A group of cruise-reform activists in Juneau submitted three ballot initiatives on Monday they hope will appear on the city’s next municipal election which would put various limits on cruise ships in the city.
Even as lawmakers and business groups are pushing to bring cruise ships back to the state, some feel Alaska’s break from cruise ships could be a good thing. Karla Hart, a Juneau resident and co-founder of the Global Cruise Activist Network, said in a phone interview Tuesday the pandemic had paused the tourism industry in Alaska but not the growth of the cruise ship industry overall.
“It’s like a big cork, and as soon as it goes, we’re going to get flooded again,” Hart said. “Not taking advantage of this opportunity to rethink what we’re doing seems shortsighted.”
“Overtourism” as Hart called it, was an acknowledged problem in Juneau before the pandemic, she said, and the city had started a visitor industry task force to address residents’ concerns. The initiatives would give Juneau voters the opportunity to try to strike a balance between the benefits the cruise industry brings and its dominating presence over the community, Hart said.

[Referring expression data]
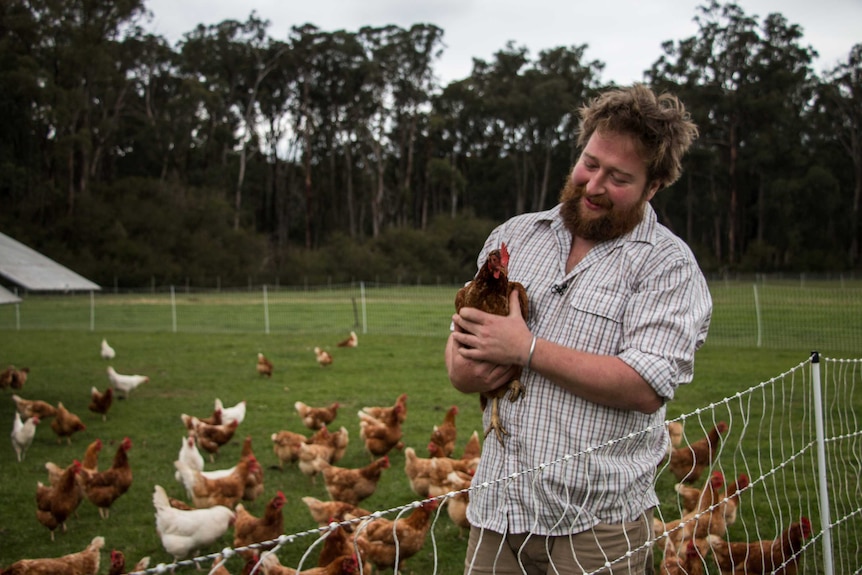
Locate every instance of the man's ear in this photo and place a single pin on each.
(651, 190)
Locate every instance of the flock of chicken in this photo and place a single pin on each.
(709, 509)
(358, 542)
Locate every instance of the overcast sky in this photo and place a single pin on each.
(624, 34)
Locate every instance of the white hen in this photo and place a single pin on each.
(22, 434)
(125, 383)
(230, 414)
(185, 532)
(107, 351)
(189, 455)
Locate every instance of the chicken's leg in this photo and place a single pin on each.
(515, 391)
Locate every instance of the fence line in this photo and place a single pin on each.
(805, 464)
(775, 315)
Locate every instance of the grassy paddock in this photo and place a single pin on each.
(189, 370)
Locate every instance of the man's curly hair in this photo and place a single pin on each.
(659, 123)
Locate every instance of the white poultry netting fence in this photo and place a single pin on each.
(797, 440)
(771, 314)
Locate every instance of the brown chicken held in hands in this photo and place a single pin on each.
(66, 424)
(489, 292)
(84, 562)
(775, 556)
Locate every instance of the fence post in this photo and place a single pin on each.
(173, 310)
(17, 312)
(265, 311)
(757, 315)
(364, 309)
(825, 518)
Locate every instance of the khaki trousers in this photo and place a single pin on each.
(489, 552)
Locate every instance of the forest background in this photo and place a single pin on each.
(234, 157)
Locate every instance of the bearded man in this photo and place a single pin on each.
(618, 307)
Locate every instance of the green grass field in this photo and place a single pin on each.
(189, 370)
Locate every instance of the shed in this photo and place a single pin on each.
(33, 271)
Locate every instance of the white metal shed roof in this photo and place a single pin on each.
(8, 297)
(33, 271)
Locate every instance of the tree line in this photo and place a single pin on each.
(339, 154)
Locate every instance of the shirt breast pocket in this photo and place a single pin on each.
(598, 315)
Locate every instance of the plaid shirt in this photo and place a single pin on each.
(640, 297)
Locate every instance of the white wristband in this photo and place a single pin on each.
(530, 356)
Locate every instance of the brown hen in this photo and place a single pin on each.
(489, 292)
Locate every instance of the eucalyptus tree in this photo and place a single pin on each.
(227, 62)
(456, 130)
(20, 97)
(747, 85)
(410, 58)
(277, 102)
(558, 83)
(82, 74)
(839, 105)
(155, 131)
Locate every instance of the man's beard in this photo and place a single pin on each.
(613, 224)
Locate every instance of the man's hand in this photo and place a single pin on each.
(502, 340)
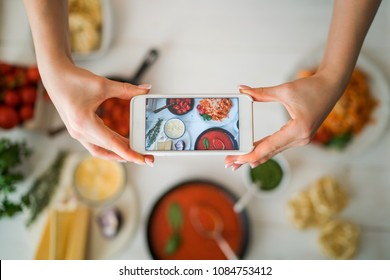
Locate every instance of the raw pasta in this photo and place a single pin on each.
(85, 21)
(315, 206)
(339, 239)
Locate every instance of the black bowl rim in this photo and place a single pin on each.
(228, 133)
(243, 215)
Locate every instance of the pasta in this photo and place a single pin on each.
(85, 20)
(216, 108)
(339, 239)
(315, 206)
(351, 113)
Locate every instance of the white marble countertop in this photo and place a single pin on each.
(212, 47)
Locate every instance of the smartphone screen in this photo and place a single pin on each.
(189, 124)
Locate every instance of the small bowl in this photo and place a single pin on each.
(274, 192)
(92, 178)
(174, 111)
(174, 128)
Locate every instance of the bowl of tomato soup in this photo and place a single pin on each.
(171, 234)
(216, 138)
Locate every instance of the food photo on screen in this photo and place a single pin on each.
(189, 124)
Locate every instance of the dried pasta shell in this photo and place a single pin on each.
(92, 8)
(339, 239)
(328, 198)
(300, 210)
(84, 37)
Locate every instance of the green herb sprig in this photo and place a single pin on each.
(43, 188)
(12, 155)
(151, 135)
(175, 219)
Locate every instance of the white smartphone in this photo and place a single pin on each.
(191, 124)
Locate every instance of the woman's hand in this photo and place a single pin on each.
(308, 101)
(77, 94)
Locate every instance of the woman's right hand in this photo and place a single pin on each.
(77, 94)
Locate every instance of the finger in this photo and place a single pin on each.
(110, 140)
(125, 90)
(269, 146)
(263, 94)
(101, 152)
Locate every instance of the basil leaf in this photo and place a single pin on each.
(206, 117)
(172, 244)
(175, 216)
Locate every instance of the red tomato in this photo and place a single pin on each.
(8, 117)
(5, 68)
(12, 98)
(10, 81)
(29, 95)
(26, 112)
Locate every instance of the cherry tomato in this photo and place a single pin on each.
(29, 94)
(8, 117)
(26, 112)
(32, 74)
(12, 98)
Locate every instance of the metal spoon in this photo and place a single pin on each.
(216, 232)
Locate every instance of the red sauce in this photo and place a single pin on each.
(195, 245)
(215, 140)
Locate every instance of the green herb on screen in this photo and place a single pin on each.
(267, 175)
(175, 219)
(12, 155)
(151, 135)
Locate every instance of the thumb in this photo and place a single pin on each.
(125, 90)
(263, 94)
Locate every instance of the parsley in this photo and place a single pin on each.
(12, 155)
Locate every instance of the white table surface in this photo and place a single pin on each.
(212, 47)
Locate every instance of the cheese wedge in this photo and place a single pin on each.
(65, 235)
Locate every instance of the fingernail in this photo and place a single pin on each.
(149, 162)
(234, 168)
(145, 86)
(243, 87)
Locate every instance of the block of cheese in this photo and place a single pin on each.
(78, 234)
(65, 235)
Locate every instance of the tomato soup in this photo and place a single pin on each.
(191, 244)
(215, 139)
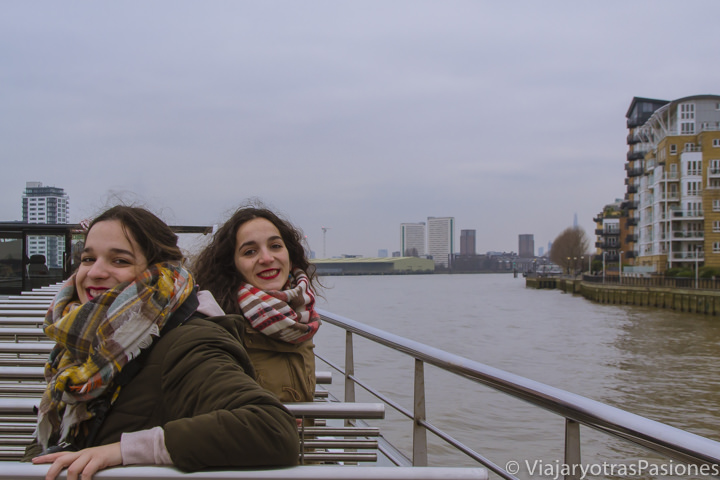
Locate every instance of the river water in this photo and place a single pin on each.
(657, 363)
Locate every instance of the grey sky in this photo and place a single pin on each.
(358, 115)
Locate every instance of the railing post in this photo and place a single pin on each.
(349, 368)
(572, 449)
(419, 432)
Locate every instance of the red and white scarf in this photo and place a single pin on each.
(288, 315)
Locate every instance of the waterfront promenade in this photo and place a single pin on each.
(680, 294)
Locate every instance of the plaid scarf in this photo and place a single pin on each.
(95, 340)
(288, 315)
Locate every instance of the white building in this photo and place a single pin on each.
(441, 239)
(678, 185)
(412, 239)
(49, 205)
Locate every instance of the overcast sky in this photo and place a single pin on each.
(353, 115)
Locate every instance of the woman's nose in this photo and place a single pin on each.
(265, 256)
(98, 270)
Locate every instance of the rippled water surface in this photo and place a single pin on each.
(656, 363)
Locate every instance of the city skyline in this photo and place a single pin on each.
(356, 116)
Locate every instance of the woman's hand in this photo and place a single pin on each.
(81, 465)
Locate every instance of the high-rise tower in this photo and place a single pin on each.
(412, 239)
(441, 239)
(45, 205)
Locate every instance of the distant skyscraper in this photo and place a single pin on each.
(467, 242)
(526, 247)
(49, 205)
(441, 239)
(412, 239)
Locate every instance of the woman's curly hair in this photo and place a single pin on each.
(214, 267)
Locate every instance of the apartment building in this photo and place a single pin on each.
(412, 239)
(467, 242)
(49, 205)
(612, 233)
(526, 245)
(672, 205)
(441, 239)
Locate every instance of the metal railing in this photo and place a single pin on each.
(655, 281)
(577, 410)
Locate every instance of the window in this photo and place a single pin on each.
(714, 166)
(687, 111)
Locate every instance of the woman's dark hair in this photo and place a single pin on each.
(215, 269)
(156, 240)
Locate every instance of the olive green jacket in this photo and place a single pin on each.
(197, 384)
(286, 369)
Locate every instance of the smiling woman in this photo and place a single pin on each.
(255, 266)
(130, 357)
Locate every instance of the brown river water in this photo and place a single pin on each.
(657, 363)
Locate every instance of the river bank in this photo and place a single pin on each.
(680, 299)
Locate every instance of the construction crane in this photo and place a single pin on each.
(324, 229)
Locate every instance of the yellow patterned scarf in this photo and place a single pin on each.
(97, 339)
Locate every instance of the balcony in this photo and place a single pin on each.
(688, 256)
(687, 214)
(689, 235)
(635, 156)
(630, 204)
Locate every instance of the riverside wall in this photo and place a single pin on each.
(683, 300)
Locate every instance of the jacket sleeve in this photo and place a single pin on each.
(220, 416)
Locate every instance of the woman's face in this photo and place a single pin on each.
(261, 256)
(107, 260)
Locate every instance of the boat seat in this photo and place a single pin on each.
(318, 442)
(28, 471)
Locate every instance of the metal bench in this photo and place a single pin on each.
(318, 443)
(28, 471)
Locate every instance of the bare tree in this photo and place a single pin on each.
(571, 249)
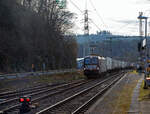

__Task A__
In the Juneau cruise article, how many ballot initiatives did the activists submit?
__Task B__
Carry on the article about the Juneau cruise-ship ballot initiatives, picking up after its last sentence.
The items play no part in the tasks.

__Response A__
Three.

__Response B__
One initiative would establish cruise ship hours of 7 a.m.-7 p.m., outside of which ships carrying 250 passengers or more could not be docked or anchored in Juneau, according to a news release from Hart. Another would ban all cruise ships with 250 passengers or more on Saturdays and the third would entirely ban cruise ships larger than 100,000 gross tonnage after Jan. 1, 2026.
Activists will have 30 days to collect just fewer than 3,000 signatures for each initiative once the city clerk issues the petition pages, according to the release.
According to regional development corporation Southeast Conference’s annual report Southeast by the Numbers in 2018, 90% of tourists arrived in Southeast Alaska by cruise ship, and the visitor industry made up roughly 18% of the regional economy for that same year. That gives the cruise ship industry a lot of political power, Hart said, and the industry is dominated by three large companies, Royal Caribbean International, Carnival Cruise Line and Norwegian Cruise Line.
“I don’t see any forward-thinking here to say look, does it make sense 75% of Alaska’s tourism industry is under the control of three individuals,” she said referring to the CEOs of cruise ship companies. “Ultimately, when it comes down to it there are three individuals that have tremendous power over the cruise economy in Alaska.”
Hart said cruises were taking tourists away from alternative forms of travel, adding that if Alaska had taken efforts to diversify its tourism economy the lack of a single industry wouldn’t be such an issue.
But while Hart is hoping the initiatives will help reshape the industry in the future, local businesses and government leaders are making a push to get cruise ships back in Alaska this summer.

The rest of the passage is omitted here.